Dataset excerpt
=-=-=-=-=
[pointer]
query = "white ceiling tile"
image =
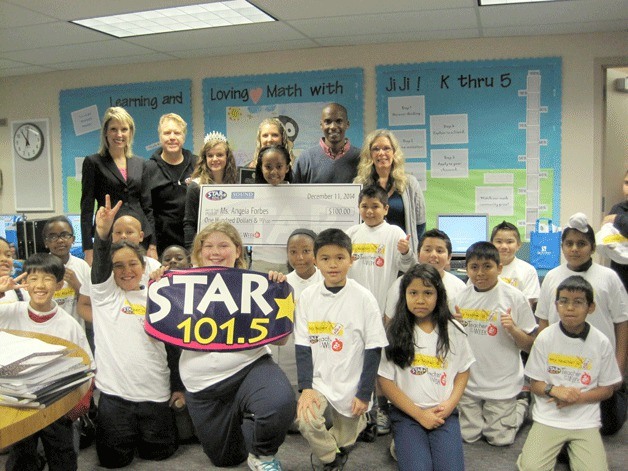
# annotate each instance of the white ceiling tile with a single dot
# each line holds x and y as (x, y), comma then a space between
(251, 48)
(563, 28)
(291, 10)
(400, 37)
(14, 15)
(218, 37)
(573, 11)
(46, 35)
(76, 52)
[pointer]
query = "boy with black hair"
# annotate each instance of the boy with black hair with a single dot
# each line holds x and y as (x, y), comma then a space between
(516, 272)
(572, 368)
(434, 249)
(338, 334)
(43, 276)
(499, 322)
(58, 236)
(380, 250)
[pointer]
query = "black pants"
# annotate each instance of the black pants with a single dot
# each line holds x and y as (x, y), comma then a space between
(123, 426)
(249, 412)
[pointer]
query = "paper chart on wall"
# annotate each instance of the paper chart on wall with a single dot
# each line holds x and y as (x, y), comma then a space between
(487, 132)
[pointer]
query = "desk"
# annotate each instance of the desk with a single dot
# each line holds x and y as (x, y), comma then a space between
(16, 424)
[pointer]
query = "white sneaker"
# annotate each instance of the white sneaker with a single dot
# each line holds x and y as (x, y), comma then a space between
(263, 463)
(383, 422)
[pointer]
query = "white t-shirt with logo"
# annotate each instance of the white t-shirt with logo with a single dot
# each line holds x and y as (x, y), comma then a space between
(338, 327)
(498, 370)
(560, 360)
(430, 380)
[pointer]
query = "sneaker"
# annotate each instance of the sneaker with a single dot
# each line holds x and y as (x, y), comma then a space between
(263, 463)
(339, 462)
(383, 422)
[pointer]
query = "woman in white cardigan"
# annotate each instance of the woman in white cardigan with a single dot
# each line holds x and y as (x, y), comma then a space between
(382, 163)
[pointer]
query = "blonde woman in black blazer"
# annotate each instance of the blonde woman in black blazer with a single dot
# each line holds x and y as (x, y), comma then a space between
(115, 172)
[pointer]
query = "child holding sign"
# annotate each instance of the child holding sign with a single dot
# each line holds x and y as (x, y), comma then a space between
(241, 402)
(132, 376)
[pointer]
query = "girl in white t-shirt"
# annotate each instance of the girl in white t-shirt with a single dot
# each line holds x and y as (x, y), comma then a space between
(241, 402)
(423, 373)
(275, 168)
(305, 273)
(132, 371)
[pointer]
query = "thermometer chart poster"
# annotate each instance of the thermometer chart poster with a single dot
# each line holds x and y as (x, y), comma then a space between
(480, 136)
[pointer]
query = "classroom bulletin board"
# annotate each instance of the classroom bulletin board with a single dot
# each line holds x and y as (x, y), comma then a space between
(480, 136)
(81, 112)
(235, 106)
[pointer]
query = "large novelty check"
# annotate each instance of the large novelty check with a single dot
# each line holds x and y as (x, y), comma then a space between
(267, 215)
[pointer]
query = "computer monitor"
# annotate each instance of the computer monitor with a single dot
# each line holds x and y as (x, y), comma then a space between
(463, 230)
(8, 228)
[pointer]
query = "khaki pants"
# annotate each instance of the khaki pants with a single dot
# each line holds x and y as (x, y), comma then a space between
(584, 446)
(495, 419)
(324, 443)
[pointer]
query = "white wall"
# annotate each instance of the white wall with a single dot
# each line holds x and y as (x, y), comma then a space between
(615, 162)
(37, 96)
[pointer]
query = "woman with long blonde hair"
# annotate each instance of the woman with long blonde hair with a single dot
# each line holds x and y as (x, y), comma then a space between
(382, 163)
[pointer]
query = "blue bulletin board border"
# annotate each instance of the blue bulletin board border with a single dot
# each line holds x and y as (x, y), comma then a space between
(236, 105)
(481, 136)
(81, 111)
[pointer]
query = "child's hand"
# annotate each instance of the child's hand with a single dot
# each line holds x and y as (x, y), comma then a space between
(507, 322)
(9, 284)
(404, 245)
(458, 313)
(156, 275)
(152, 252)
(276, 276)
(444, 409)
(105, 216)
(72, 280)
(177, 400)
(359, 407)
(307, 402)
(429, 418)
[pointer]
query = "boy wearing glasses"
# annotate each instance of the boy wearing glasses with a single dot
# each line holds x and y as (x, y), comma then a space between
(58, 239)
(572, 368)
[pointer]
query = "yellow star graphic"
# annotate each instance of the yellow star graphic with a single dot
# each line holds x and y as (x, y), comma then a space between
(286, 307)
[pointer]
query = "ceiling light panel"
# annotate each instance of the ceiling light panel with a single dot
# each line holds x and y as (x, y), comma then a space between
(167, 20)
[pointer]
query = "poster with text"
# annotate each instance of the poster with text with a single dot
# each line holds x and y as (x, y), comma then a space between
(82, 110)
(235, 106)
(486, 135)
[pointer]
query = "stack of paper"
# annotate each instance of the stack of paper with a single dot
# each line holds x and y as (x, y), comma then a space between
(34, 373)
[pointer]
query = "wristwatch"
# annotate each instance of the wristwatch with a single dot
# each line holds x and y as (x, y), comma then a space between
(548, 390)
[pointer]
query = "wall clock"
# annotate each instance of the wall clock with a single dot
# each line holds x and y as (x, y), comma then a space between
(28, 141)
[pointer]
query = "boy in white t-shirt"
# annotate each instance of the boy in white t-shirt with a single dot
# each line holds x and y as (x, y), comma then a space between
(515, 272)
(339, 336)
(58, 239)
(434, 249)
(380, 250)
(499, 322)
(43, 276)
(572, 367)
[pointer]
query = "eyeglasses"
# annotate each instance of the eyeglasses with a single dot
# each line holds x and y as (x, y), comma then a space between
(577, 303)
(385, 149)
(56, 237)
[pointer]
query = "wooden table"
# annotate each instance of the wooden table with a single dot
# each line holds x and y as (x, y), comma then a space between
(16, 424)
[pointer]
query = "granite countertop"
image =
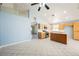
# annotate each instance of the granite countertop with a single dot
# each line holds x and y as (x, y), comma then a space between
(58, 32)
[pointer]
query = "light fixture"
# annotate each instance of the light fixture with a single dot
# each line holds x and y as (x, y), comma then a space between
(65, 12)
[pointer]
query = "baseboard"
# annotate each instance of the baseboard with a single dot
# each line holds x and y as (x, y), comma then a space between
(13, 43)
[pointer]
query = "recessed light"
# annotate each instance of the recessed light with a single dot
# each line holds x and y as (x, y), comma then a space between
(65, 11)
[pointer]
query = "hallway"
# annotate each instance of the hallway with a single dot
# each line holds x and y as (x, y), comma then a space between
(42, 48)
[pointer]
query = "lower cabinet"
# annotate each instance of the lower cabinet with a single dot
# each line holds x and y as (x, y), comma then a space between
(62, 38)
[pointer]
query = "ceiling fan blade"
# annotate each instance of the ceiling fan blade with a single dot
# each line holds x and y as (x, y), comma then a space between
(46, 6)
(34, 4)
(39, 8)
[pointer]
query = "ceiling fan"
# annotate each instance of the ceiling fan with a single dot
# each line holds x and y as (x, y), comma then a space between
(41, 4)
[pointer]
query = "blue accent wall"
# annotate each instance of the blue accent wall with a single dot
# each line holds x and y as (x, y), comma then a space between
(14, 28)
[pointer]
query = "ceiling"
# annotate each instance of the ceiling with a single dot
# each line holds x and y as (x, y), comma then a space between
(62, 11)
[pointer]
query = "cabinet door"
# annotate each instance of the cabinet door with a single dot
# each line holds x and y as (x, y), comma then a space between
(76, 26)
(76, 35)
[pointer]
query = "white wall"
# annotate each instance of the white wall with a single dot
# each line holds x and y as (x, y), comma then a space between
(14, 28)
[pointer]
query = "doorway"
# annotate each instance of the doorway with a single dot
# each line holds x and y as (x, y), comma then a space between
(34, 31)
(69, 31)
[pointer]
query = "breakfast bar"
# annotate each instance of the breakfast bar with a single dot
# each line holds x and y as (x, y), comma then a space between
(58, 37)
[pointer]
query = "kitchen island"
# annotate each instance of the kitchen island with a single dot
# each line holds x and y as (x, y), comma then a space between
(58, 37)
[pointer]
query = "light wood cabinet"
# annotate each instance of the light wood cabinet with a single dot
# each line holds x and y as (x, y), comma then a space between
(76, 35)
(41, 35)
(76, 26)
(76, 30)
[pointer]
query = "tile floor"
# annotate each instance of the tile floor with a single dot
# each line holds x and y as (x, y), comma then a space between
(43, 47)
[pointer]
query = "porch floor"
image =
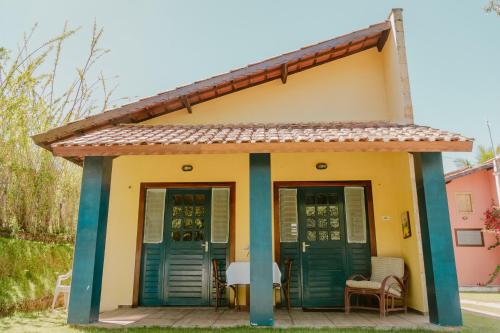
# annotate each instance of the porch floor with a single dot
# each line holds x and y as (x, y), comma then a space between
(207, 317)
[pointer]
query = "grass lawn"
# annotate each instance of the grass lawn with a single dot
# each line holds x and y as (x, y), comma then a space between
(28, 273)
(55, 323)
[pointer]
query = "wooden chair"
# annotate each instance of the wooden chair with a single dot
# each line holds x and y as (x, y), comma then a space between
(388, 283)
(285, 283)
(221, 286)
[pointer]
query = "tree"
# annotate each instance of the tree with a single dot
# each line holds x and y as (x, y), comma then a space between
(492, 225)
(493, 6)
(38, 193)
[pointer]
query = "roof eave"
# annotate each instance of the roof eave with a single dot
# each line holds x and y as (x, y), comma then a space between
(263, 147)
(174, 100)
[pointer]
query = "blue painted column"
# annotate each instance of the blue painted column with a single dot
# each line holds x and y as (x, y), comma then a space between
(88, 257)
(437, 242)
(261, 255)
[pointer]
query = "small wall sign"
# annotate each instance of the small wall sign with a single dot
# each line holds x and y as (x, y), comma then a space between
(405, 224)
(321, 166)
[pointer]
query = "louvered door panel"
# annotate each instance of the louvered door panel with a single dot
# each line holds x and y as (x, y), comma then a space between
(186, 277)
(187, 267)
(324, 275)
(151, 275)
(291, 251)
(219, 252)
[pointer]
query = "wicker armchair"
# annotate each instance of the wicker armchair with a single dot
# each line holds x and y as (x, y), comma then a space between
(221, 286)
(388, 283)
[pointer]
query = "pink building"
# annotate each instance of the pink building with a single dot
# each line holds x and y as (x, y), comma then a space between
(471, 192)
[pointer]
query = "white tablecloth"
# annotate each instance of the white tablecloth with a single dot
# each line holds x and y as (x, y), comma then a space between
(238, 272)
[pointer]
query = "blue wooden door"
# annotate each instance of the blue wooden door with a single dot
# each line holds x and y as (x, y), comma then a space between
(187, 253)
(322, 246)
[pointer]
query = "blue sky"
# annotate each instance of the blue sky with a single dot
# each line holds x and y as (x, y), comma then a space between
(453, 47)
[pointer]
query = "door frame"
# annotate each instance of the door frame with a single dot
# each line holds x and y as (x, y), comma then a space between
(140, 223)
(367, 184)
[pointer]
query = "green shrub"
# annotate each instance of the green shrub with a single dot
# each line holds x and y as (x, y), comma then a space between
(28, 272)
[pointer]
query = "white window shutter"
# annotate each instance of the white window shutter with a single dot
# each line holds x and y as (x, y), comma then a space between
(154, 215)
(220, 215)
(288, 215)
(355, 214)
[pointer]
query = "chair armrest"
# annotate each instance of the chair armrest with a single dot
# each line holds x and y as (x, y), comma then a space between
(399, 283)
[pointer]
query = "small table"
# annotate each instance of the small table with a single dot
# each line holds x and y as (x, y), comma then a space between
(238, 273)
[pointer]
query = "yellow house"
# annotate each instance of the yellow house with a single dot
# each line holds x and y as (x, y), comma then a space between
(310, 157)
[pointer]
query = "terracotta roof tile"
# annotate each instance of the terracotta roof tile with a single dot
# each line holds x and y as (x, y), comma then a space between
(259, 133)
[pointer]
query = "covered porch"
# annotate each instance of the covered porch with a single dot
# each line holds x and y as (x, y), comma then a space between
(179, 317)
(394, 174)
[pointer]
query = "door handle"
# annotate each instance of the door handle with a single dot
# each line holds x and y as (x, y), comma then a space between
(304, 246)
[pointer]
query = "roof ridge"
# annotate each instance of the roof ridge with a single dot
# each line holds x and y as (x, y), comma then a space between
(245, 77)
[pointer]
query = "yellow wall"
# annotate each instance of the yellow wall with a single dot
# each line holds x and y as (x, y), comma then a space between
(349, 89)
(128, 173)
(389, 173)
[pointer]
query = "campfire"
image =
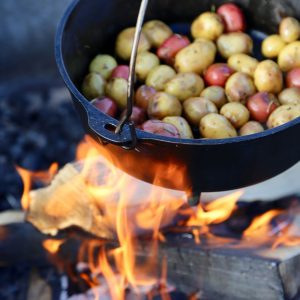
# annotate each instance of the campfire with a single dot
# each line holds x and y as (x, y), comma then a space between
(115, 237)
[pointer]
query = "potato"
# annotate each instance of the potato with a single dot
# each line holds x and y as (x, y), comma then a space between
(272, 46)
(124, 43)
(283, 114)
(293, 78)
(121, 71)
(215, 126)
(243, 63)
(164, 105)
(117, 90)
(234, 43)
(196, 57)
(233, 17)
(159, 76)
(208, 25)
(289, 57)
(196, 108)
(236, 113)
(290, 96)
(251, 127)
(103, 64)
(160, 128)
(145, 62)
(261, 105)
(239, 87)
(268, 77)
(218, 74)
(93, 86)
(171, 46)
(143, 95)
(157, 32)
(215, 94)
(185, 85)
(289, 29)
(182, 126)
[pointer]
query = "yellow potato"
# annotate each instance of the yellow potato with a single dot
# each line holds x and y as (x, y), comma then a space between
(93, 86)
(289, 29)
(157, 32)
(251, 127)
(103, 64)
(290, 96)
(196, 108)
(145, 62)
(283, 114)
(268, 77)
(239, 87)
(159, 76)
(215, 126)
(289, 57)
(234, 43)
(243, 63)
(196, 57)
(215, 94)
(236, 113)
(182, 126)
(272, 46)
(185, 85)
(208, 25)
(124, 43)
(163, 105)
(117, 90)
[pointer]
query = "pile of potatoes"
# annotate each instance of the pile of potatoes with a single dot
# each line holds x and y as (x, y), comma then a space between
(204, 86)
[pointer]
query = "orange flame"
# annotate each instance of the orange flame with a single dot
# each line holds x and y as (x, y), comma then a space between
(129, 207)
(260, 226)
(52, 245)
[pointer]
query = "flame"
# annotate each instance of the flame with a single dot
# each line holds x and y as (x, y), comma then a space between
(29, 176)
(260, 226)
(131, 208)
(128, 208)
(52, 245)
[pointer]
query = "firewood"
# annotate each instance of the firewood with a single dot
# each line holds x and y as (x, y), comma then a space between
(219, 269)
(67, 201)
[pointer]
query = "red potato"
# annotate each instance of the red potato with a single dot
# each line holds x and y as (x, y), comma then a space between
(106, 105)
(160, 128)
(233, 17)
(261, 105)
(138, 115)
(143, 95)
(217, 74)
(171, 46)
(293, 78)
(121, 71)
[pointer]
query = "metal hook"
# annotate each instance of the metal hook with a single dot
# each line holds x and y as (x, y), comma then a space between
(131, 79)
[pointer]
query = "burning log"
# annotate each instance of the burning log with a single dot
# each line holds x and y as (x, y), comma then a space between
(82, 195)
(218, 268)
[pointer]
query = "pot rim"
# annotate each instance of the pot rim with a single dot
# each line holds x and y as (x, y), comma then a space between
(143, 135)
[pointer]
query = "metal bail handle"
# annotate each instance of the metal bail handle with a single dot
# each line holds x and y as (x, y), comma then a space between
(131, 79)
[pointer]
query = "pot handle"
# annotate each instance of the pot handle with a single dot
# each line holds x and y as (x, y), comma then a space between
(131, 79)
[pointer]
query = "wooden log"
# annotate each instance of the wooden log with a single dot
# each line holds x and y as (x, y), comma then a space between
(219, 270)
(226, 272)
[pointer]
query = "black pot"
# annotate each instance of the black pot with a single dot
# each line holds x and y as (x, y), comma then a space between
(90, 26)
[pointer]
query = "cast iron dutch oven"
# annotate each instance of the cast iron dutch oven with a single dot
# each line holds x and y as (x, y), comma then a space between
(90, 27)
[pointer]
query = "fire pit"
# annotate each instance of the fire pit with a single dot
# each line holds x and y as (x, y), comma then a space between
(91, 231)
=-=-=-=-=
[DESCRIPTION OF THE TASK]:
Extract every line of the listing that contains the word "painted".

[ANSWER]:
query = "blue painted column"
# annotate each instance of the blue painted column with a single dot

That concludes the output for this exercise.